> _GOAL_: Reproduce the lines below verbatim, from the first one through the line containing "[128,166,136,175]", and omit the pictures from your answer.

> _EXCERPTED RECORDS_:
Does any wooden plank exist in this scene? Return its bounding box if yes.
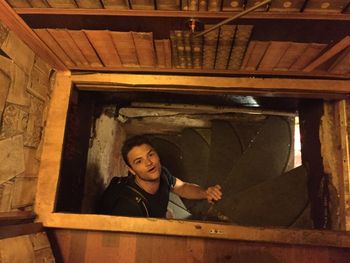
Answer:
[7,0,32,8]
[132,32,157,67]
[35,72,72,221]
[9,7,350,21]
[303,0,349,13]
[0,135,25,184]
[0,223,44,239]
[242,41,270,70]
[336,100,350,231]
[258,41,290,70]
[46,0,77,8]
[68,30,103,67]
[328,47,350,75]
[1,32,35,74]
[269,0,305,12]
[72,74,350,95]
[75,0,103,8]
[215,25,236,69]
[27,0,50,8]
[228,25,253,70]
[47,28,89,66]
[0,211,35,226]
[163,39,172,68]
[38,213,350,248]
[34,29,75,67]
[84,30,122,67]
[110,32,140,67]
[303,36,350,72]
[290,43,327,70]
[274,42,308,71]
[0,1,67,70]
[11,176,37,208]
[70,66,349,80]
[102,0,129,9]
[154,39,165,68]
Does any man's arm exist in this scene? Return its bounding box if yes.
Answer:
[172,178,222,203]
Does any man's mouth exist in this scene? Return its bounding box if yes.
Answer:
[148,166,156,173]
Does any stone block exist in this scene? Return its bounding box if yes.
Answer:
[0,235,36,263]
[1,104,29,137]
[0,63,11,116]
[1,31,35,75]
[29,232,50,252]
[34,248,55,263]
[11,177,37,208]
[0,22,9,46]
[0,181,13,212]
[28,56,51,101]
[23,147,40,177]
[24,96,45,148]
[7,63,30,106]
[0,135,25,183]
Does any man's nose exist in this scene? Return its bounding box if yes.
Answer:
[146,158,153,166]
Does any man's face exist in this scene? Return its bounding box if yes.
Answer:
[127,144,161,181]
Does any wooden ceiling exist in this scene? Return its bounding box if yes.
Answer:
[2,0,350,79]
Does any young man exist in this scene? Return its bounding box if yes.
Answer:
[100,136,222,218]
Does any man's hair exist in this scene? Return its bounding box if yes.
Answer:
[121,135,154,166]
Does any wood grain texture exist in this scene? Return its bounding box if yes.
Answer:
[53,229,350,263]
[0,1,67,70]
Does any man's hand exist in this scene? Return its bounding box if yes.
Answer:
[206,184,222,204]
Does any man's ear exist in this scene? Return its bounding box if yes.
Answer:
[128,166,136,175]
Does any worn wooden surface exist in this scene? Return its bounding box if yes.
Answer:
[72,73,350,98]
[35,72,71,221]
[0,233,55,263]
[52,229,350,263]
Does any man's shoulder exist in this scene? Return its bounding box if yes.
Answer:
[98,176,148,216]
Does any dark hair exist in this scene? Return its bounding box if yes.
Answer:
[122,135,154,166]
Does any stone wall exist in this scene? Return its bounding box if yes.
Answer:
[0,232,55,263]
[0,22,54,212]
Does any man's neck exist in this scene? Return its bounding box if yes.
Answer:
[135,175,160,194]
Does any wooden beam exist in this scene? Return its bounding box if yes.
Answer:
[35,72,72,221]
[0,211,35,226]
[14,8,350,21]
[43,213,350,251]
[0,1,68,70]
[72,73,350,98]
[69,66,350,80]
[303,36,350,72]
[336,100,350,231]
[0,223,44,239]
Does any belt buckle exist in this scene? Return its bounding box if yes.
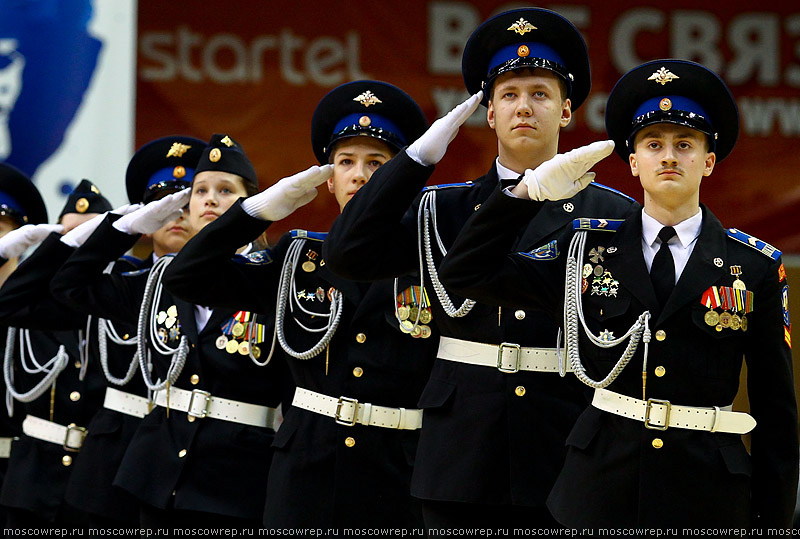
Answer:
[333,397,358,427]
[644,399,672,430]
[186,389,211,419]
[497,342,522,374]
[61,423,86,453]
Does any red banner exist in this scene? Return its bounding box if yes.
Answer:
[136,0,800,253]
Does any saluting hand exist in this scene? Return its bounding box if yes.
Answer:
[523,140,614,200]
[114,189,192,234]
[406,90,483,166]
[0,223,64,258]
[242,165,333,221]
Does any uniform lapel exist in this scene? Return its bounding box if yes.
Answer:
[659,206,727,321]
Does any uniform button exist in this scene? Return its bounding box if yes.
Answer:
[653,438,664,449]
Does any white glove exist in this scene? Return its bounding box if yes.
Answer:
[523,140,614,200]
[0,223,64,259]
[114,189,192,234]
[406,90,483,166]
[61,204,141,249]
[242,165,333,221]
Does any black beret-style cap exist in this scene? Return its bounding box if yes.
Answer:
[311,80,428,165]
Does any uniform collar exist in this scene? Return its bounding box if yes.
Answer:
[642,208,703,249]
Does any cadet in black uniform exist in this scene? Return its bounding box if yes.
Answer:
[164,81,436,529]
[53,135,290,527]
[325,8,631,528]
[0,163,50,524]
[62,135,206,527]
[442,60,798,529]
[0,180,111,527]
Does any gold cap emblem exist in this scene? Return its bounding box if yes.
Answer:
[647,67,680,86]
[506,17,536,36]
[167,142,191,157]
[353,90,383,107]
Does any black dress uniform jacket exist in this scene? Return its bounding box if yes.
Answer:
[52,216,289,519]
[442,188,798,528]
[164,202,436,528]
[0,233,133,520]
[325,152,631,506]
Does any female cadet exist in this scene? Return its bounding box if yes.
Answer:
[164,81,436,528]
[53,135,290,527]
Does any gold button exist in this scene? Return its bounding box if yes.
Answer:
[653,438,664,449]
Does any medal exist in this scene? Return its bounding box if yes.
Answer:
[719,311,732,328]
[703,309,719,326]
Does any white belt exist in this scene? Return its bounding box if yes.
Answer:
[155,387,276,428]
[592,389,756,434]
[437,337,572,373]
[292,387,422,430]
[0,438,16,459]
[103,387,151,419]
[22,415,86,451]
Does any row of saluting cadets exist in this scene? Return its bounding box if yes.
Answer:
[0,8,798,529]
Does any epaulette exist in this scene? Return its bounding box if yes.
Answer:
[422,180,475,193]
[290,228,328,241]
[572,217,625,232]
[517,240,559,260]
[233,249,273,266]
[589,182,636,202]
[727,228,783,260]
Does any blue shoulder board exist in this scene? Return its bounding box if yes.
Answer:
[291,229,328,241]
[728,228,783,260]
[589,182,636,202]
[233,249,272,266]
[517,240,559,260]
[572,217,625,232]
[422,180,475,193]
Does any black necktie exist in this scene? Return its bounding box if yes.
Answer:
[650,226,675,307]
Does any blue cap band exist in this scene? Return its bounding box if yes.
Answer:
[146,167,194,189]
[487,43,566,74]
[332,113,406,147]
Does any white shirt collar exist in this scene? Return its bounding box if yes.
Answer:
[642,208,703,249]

> _REPLY TO THE TASK_:
Does any wooden plank exist in this scene? Return its bounding box if yes.
Answer:
[7,0,32,8]
[132,32,157,67]
[35,72,72,221]
[9,7,350,21]
[303,0,349,13]
[0,135,25,184]
[0,223,44,239]
[242,41,270,70]
[336,100,350,231]
[258,41,290,70]
[46,0,77,8]
[68,30,103,67]
[328,47,350,75]
[1,32,35,74]
[269,0,305,12]
[72,74,350,95]
[75,0,103,8]
[215,25,236,69]
[27,0,50,8]
[228,25,253,70]
[47,28,89,66]
[0,211,35,226]
[163,39,172,68]
[38,213,350,248]
[34,29,75,67]
[84,30,122,67]
[110,32,140,67]
[303,36,350,72]
[290,43,327,70]
[274,42,308,71]
[0,1,67,70]
[11,176,37,208]
[70,66,349,80]
[102,0,129,9]
[154,39,165,68]
Does any man's arm exist in this scene? Return its bounding box if yes.
Answer:
[172,178,222,203]
Does any man's mouth exist in this scene? Return its bounding box if yes.
Answer:
[148,166,156,173]
Does any stone block exist in this scene? Return its bounding box if yes.
Answer:
[0,235,36,263]
[1,104,29,137]
[0,63,11,116]
[1,31,35,75]
[29,232,50,252]
[34,248,55,263]
[11,177,37,208]
[0,22,9,46]
[0,181,13,212]
[28,56,51,101]
[23,147,40,177]
[24,96,45,148]
[7,63,30,106]
[0,135,25,183]
Does any man's nose exist in this scene? Return its bounding box if yes.
Answer:
[146,158,153,166]
Does any man's face exist in this scene? Return its bounding box if yes.
Answer:
[127,144,161,181]
Does any wooden ceiling exist in this scene? Return its bounding box if yes.
Answer:
[2,0,350,79]
Does any young man exist in this scene? Return its bounding box if yes.
Answer:
[100,136,222,218]
Does any man's hair exist in this scene? Return its bounding box if yes.
Answer:
[121,135,154,166]
Does any wood grain texture exist in this scene? Return its bounding box if yes.
Answer:
[53,229,350,263]
[0,1,67,70]
Does any man's hand exist in this scene? Return its bounding box if yes.
Answer:
[206,184,222,204]
Does any man's ear exist in this scene? Return its bounding box if yes.
Answer:
[128,166,136,175]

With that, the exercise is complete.